◆ The request ◆
Copy the lines from the one containing "Expected: a single pin indicated on each instance of the short" through the end of the records, replacing "sleeve" with "cuff" and leaving everything else the same.

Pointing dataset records

· · · · ·

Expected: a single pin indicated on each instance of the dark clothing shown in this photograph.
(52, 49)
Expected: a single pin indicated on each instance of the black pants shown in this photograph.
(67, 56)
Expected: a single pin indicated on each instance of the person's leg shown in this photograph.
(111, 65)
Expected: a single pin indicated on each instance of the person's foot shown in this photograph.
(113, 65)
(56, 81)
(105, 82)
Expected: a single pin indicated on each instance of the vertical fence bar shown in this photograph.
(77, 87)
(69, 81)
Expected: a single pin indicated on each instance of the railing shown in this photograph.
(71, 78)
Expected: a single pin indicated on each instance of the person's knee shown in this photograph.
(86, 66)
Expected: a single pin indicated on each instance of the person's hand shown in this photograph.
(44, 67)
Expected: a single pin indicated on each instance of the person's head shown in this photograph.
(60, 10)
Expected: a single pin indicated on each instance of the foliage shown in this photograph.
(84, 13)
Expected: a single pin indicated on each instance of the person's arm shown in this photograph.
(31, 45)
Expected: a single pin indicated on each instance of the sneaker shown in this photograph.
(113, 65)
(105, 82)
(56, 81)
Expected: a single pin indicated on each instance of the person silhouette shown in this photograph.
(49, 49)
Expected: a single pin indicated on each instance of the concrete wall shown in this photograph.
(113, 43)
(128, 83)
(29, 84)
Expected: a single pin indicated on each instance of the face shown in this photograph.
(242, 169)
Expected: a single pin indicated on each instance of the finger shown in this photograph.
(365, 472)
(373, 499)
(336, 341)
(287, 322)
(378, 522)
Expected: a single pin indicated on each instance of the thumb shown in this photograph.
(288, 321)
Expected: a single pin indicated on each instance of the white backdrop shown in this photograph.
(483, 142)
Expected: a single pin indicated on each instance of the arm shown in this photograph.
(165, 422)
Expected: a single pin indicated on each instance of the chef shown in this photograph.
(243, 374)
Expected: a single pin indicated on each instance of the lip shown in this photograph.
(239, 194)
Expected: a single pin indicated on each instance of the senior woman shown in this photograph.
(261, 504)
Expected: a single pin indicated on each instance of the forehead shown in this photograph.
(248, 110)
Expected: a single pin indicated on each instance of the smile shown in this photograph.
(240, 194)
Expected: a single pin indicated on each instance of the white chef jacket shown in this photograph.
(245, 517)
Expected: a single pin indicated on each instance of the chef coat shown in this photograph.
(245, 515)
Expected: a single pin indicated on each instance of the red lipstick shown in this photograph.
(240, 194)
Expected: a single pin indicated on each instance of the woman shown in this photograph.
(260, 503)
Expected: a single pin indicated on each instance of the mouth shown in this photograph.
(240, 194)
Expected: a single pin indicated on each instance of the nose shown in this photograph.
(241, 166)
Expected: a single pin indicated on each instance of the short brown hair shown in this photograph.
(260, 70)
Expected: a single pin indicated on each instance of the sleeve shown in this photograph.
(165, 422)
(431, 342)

· · · · ·

◆ Solution to the exercise ◆
Expected: a single pin indicated on each instance of the short brown hair shown in this photograph.
(260, 70)
Expected: a single pin indicated on each instance of the cuff shown in this photograph.
(165, 422)
(431, 342)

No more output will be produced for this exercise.